Goal: Copy the material below word for word, starting at the line that contains "Indicate every instance of the green" and going down through the end of the material, with both ends included. Leave the pictures out of your copy.

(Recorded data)
— begin —
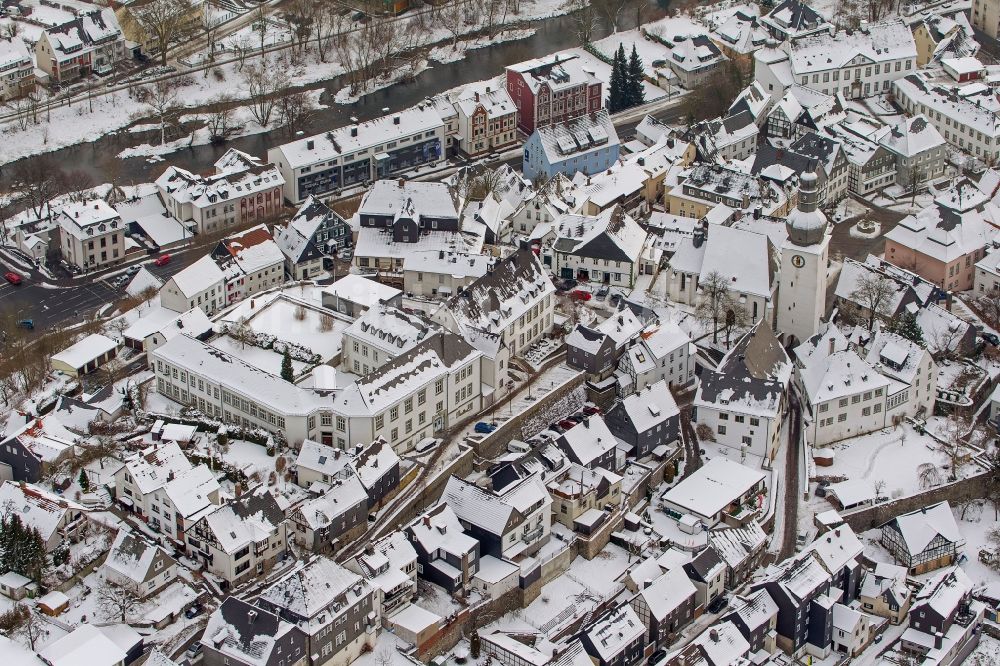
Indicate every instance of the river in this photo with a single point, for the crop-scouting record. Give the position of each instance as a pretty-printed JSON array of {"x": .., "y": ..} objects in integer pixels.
[{"x": 554, "y": 34}]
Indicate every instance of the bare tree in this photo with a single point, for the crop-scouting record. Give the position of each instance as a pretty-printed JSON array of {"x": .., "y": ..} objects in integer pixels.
[
  {"x": 165, "y": 22},
  {"x": 873, "y": 293},
  {"x": 221, "y": 122},
  {"x": 161, "y": 98},
  {"x": 116, "y": 602},
  {"x": 264, "y": 80},
  {"x": 735, "y": 317},
  {"x": 32, "y": 627},
  {"x": 956, "y": 429},
  {"x": 295, "y": 110},
  {"x": 38, "y": 180},
  {"x": 713, "y": 294}
]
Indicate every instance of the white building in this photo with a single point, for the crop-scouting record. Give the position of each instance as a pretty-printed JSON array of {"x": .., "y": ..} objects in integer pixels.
[
  {"x": 743, "y": 400},
  {"x": 719, "y": 490},
  {"x": 92, "y": 234},
  {"x": 242, "y": 190},
  {"x": 17, "y": 69},
  {"x": 858, "y": 64},
  {"x": 804, "y": 259},
  {"x": 360, "y": 153},
  {"x": 966, "y": 116},
  {"x": 200, "y": 285},
  {"x": 605, "y": 248}
]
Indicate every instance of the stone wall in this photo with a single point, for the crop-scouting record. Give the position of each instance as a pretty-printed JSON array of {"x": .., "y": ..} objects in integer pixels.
[
  {"x": 496, "y": 442},
  {"x": 955, "y": 493}
]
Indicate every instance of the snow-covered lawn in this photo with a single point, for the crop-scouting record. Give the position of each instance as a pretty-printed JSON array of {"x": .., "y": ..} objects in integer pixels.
[
  {"x": 249, "y": 457},
  {"x": 895, "y": 456}
]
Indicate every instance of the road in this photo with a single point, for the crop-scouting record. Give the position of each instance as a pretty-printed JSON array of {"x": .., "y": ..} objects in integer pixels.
[
  {"x": 64, "y": 301},
  {"x": 791, "y": 480}
]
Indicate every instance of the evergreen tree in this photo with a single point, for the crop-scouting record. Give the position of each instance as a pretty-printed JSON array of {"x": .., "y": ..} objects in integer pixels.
[
  {"x": 635, "y": 93},
  {"x": 619, "y": 82},
  {"x": 907, "y": 326},
  {"x": 286, "y": 366}
]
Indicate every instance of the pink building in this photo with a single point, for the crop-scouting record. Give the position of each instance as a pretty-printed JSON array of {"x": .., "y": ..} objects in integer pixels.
[
  {"x": 943, "y": 242},
  {"x": 552, "y": 90}
]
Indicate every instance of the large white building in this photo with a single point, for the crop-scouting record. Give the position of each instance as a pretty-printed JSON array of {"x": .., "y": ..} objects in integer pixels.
[
  {"x": 804, "y": 258},
  {"x": 242, "y": 190},
  {"x": 360, "y": 153},
  {"x": 92, "y": 234},
  {"x": 856, "y": 64}
]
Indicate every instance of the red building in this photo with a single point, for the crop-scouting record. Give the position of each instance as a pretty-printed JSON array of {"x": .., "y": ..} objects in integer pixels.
[{"x": 552, "y": 90}]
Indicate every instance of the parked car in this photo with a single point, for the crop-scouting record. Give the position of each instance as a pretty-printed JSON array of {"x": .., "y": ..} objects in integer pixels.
[
  {"x": 567, "y": 284},
  {"x": 718, "y": 604}
]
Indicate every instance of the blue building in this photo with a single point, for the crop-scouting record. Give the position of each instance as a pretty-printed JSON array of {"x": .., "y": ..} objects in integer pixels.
[{"x": 588, "y": 144}]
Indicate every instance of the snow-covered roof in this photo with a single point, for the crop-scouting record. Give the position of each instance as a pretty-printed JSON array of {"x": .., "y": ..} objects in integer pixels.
[
  {"x": 86, "y": 351},
  {"x": 666, "y": 593},
  {"x": 650, "y": 407},
  {"x": 345, "y": 494},
  {"x": 154, "y": 466},
  {"x": 876, "y": 43},
  {"x": 723, "y": 644},
  {"x": 589, "y": 440},
  {"x": 440, "y": 529},
  {"x": 246, "y": 520},
  {"x": 361, "y": 290},
  {"x": 576, "y": 137},
  {"x": 492, "y": 511},
  {"x": 158, "y": 319},
  {"x": 132, "y": 556},
  {"x": 615, "y": 631},
  {"x": 238, "y": 375},
  {"x": 82, "y": 647},
  {"x": 713, "y": 486},
  {"x": 502, "y": 296},
  {"x": 611, "y": 235},
  {"x": 311, "y": 588},
  {"x": 348, "y": 141},
  {"x": 912, "y": 136},
  {"x": 751, "y": 378},
  {"x": 919, "y": 528},
  {"x": 557, "y": 72}
]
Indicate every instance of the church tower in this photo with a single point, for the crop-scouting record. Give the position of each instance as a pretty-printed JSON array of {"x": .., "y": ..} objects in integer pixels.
[{"x": 804, "y": 255}]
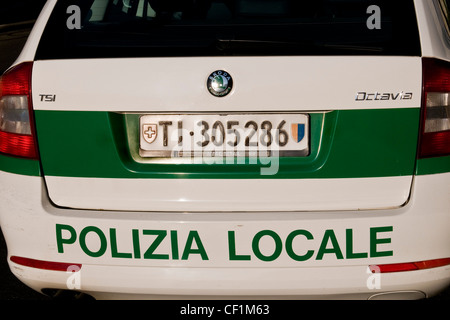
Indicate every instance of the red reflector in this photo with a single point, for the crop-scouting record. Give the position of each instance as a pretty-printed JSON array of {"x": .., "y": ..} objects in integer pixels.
[
  {"x": 435, "y": 135},
  {"x": 435, "y": 143},
  {"x": 409, "y": 266},
  {"x": 46, "y": 265},
  {"x": 17, "y": 82},
  {"x": 18, "y": 144}
]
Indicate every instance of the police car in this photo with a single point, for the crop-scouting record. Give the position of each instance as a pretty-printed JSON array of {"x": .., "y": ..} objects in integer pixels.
[{"x": 230, "y": 149}]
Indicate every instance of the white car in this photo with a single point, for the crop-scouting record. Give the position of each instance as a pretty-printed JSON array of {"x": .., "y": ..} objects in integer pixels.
[{"x": 229, "y": 149}]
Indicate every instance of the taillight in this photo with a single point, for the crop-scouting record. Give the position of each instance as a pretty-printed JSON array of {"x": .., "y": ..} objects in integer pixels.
[
  {"x": 435, "y": 127},
  {"x": 17, "y": 136}
]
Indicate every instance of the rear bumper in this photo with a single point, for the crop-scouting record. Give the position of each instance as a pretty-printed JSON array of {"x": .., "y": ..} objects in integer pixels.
[{"x": 228, "y": 255}]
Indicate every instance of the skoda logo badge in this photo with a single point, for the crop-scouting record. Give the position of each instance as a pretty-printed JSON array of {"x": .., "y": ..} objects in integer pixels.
[{"x": 220, "y": 83}]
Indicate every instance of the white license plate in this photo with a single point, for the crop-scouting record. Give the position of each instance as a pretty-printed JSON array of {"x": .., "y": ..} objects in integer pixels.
[{"x": 224, "y": 135}]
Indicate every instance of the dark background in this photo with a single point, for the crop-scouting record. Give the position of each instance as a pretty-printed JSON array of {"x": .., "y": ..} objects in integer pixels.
[{"x": 16, "y": 20}]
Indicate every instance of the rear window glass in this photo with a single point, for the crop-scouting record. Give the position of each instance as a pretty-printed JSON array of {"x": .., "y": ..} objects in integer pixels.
[{"x": 169, "y": 28}]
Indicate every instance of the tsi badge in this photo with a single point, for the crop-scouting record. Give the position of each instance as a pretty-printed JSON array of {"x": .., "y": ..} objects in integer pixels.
[
  {"x": 150, "y": 132},
  {"x": 220, "y": 83}
]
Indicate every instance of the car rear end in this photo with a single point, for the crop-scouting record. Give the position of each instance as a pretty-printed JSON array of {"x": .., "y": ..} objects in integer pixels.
[{"x": 229, "y": 149}]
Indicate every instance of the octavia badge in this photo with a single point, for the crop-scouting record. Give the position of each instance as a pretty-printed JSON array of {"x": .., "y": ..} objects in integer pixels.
[{"x": 220, "y": 83}]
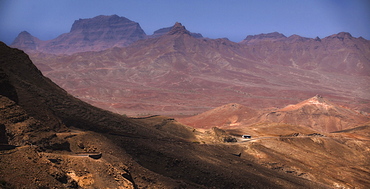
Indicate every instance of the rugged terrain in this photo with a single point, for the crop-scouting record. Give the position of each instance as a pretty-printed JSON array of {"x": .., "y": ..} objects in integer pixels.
[
  {"x": 47, "y": 137},
  {"x": 51, "y": 139},
  {"x": 176, "y": 73}
]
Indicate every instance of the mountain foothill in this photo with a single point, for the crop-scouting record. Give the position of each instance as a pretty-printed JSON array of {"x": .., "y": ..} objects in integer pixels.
[{"x": 108, "y": 106}]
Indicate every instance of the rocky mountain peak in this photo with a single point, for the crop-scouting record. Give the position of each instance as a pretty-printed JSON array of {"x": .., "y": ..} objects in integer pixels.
[
  {"x": 25, "y": 40},
  {"x": 273, "y": 35},
  {"x": 341, "y": 36},
  {"x": 178, "y": 28}
]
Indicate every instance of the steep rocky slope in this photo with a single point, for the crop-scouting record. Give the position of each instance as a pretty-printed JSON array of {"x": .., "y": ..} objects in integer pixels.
[
  {"x": 179, "y": 74},
  {"x": 93, "y": 34},
  {"x": 316, "y": 113},
  {"x": 54, "y": 133},
  {"x": 48, "y": 135}
]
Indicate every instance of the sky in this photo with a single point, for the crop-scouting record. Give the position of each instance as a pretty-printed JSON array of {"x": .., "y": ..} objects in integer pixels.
[{"x": 233, "y": 19}]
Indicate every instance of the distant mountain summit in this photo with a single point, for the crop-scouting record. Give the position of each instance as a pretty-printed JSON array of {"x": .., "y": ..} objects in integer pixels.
[
  {"x": 92, "y": 34},
  {"x": 174, "y": 29},
  {"x": 319, "y": 114}
]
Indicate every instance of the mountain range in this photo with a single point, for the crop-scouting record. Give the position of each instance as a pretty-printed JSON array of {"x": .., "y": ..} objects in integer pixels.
[
  {"x": 52, "y": 139},
  {"x": 179, "y": 72}
]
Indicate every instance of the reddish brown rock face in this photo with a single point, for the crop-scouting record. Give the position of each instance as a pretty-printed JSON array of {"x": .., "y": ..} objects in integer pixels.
[
  {"x": 94, "y": 34},
  {"x": 176, "y": 72}
]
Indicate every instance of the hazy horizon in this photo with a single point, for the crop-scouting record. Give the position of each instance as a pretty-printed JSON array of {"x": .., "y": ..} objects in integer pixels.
[{"x": 213, "y": 19}]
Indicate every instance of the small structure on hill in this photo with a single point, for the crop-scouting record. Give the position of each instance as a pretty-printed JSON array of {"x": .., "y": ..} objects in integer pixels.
[{"x": 246, "y": 136}]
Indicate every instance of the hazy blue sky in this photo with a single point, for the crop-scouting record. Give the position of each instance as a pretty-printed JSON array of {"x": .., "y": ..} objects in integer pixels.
[{"x": 234, "y": 19}]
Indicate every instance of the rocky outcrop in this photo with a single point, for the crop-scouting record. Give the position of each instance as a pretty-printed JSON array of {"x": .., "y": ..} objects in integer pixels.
[
  {"x": 93, "y": 34},
  {"x": 164, "y": 31},
  {"x": 319, "y": 114},
  {"x": 26, "y": 41}
]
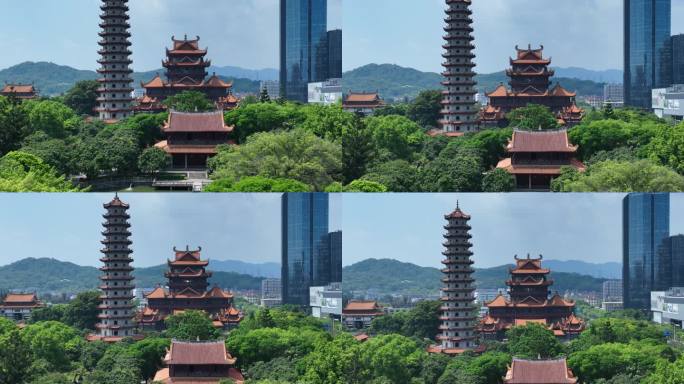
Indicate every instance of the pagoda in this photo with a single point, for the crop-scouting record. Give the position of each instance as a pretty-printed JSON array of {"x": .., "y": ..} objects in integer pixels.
[
  {"x": 186, "y": 70},
  {"x": 188, "y": 289},
  {"x": 114, "y": 101},
  {"x": 117, "y": 309},
  {"x": 536, "y": 158},
  {"x": 530, "y": 83},
  {"x": 460, "y": 110},
  {"x": 530, "y": 301},
  {"x": 458, "y": 319}
]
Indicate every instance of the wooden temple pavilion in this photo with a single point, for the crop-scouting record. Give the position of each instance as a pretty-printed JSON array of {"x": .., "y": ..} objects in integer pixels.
[
  {"x": 530, "y": 84},
  {"x": 198, "y": 362},
  {"x": 186, "y": 70},
  {"x": 530, "y": 302},
  {"x": 192, "y": 138},
  {"x": 363, "y": 103},
  {"x": 188, "y": 289},
  {"x": 359, "y": 314},
  {"x": 536, "y": 158},
  {"x": 539, "y": 372},
  {"x": 19, "y": 306}
]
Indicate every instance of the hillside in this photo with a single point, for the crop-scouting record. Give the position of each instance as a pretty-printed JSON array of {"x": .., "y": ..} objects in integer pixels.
[
  {"x": 52, "y": 79},
  {"x": 386, "y": 277},
  {"x": 54, "y": 276},
  {"x": 396, "y": 83}
]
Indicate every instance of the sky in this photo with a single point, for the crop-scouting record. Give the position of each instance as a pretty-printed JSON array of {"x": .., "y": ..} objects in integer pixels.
[
  {"x": 579, "y": 33},
  {"x": 67, "y": 227},
  {"x": 242, "y": 33},
  {"x": 409, "y": 227}
]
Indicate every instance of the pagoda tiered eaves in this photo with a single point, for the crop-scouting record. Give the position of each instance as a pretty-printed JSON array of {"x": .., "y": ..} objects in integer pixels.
[
  {"x": 114, "y": 100},
  {"x": 117, "y": 309},
  {"x": 460, "y": 112},
  {"x": 457, "y": 329}
]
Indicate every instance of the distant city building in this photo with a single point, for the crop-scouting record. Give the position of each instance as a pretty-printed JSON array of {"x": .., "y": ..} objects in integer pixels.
[
  {"x": 117, "y": 314},
  {"x": 536, "y": 158},
  {"x": 612, "y": 291},
  {"x": 530, "y": 84},
  {"x": 669, "y": 102},
  {"x": 186, "y": 70},
  {"x": 198, "y": 362},
  {"x": 645, "y": 225},
  {"x": 678, "y": 59},
  {"x": 335, "y": 54},
  {"x": 19, "y": 91},
  {"x": 19, "y": 306},
  {"x": 647, "y": 52},
  {"x": 115, "y": 91},
  {"x": 594, "y": 101},
  {"x": 531, "y": 302},
  {"x": 362, "y": 103},
  {"x": 304, "y": 256},
  {"x": 459, "y": 107},
  {"x": 326, "y": 301},
  {"x": 614, "y": 94},
  {"x": 667, "y": 306},
  {"x": 326, "y": 93},
  {"x": 539, "y": 371},
  {"x": 188, "y": 289},
  {"x": 192, "y": 138},
  {"x": 360, "y": 314},
  {"x": 303, "y": 46},
  {"x": 334, "y": 245},
  {"x": 272, "y": 88},
  {"x": 670, "y": 262},
  {"x": 271, "y": 292}
]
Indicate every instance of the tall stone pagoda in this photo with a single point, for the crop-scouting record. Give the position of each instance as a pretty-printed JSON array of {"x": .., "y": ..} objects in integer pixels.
[
  {"x": 530, "y": 301},
  {"x": 114, "y": 101},
  {"x": 460, "y": 110},
  {"x": 188, "y": 289},
  {"x": 186, "y": 70},
  {"x": 530, "y": 83},
  {"x": 116, "y": 311},
  {"x": 458, "y": 318}
]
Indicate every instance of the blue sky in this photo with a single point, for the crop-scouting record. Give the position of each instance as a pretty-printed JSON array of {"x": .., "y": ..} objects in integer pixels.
[
  {"x": 242, "y": 33},
  {"x": 582, "y": 33},
  {"x": 408, "y": 227},
  {"x": 67, "y": 226}
]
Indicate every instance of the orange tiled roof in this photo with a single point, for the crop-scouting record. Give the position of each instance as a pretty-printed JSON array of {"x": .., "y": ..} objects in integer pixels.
[
  {"x": 540, "y": 142},
  {"x": 539, "y": 372}
]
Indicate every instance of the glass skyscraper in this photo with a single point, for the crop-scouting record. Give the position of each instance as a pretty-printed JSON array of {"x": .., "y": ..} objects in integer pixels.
[
  {"x": 645, "y": 226},
  {"x": 303, "y": 46},
  {"x": 648, "y": 55},
  {"x": 678, "y": 59},
  {"x": 304, "y": 236}
]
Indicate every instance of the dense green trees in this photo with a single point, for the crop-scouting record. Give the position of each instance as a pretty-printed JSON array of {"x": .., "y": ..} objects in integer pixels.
[
  {"x": 533, "y": 116},
  {"x": 82, "y": 97},
  {"x": 533, "y": 341},
  {"x": 190, "y": 101},
  {"x": 191, "y": 326},
  {"x": 295, "y": 154},
  {"x": 23, "y": 172},
  {"x": 153, "y": 160}
]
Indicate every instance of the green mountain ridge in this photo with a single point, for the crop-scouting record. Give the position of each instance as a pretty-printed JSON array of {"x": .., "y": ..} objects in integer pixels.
[
  {"x": 53, "y": 276},
  {"x": 52, "y": 79},
  {"x": 390, "y": 277},
  {"x": 397, "y": 83}
]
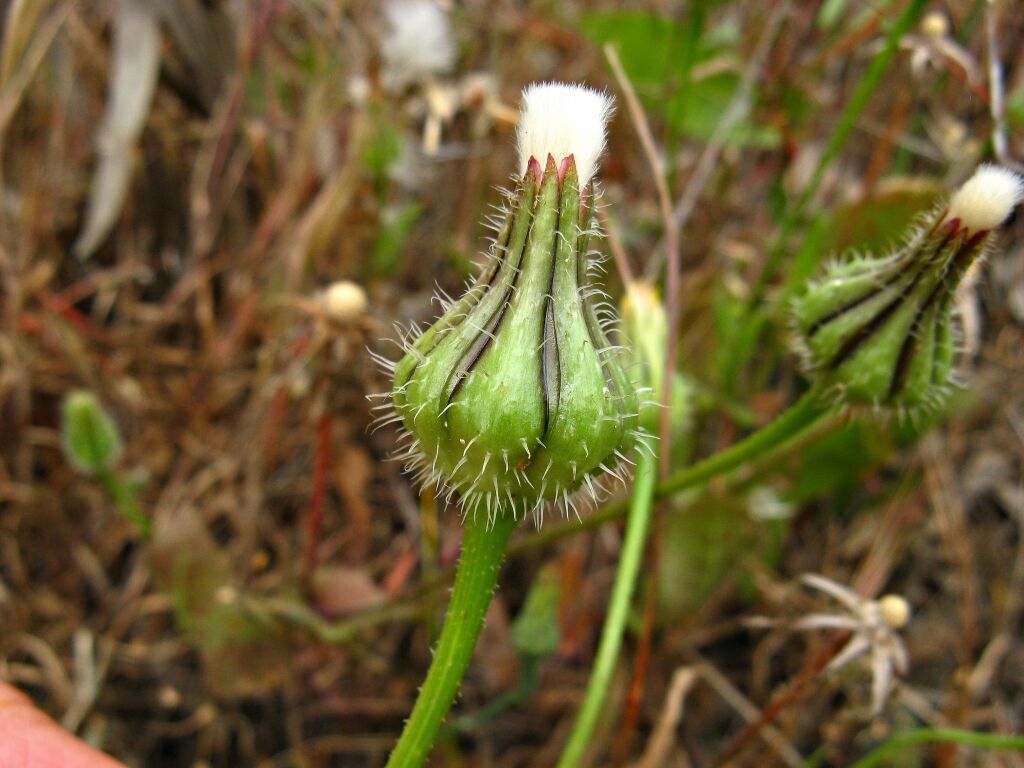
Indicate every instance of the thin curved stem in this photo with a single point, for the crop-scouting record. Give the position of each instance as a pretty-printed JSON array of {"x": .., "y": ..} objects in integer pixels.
[
  {"x": 482, "y": 551},
  {"x": 622, "y": 593}
]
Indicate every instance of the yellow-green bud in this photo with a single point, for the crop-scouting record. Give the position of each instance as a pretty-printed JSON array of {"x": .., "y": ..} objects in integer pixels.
[{"x": 880, "y": 331}]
— end —
Worked solution:
Indicate every instance of the green mountain ridge in this photo with a single point, for the crop-scouting record. Give the position of each instance as a pretty-printed JSON array of {"x": .., "y": ..} objects in integer pixels.
[
  {"x": 53, "y": 276},
  {"x": 52, "y": 79},
  {"x": 390, "y": 277},
  {"x": 397, "y": 83}
]
Indicate every instance of the thin curved stem in this photo with a single point, for the crop-scouting record. Give the position of each instance as a pretty-printed JSON array of {"x": .., "y": ..} objects in integer pixels.
[
  {"x": 482, "y": 551},
  {"x": 622, "y": 593}
]
Indicate every instance of the yellow-green bud in this photo with a single point, for the crop-scouting record. Give the position of each instance as a pretty-printed JSON array of {"x": .., "y": ..} objects in integer pixels.
[{"x": 880, "y": 331}]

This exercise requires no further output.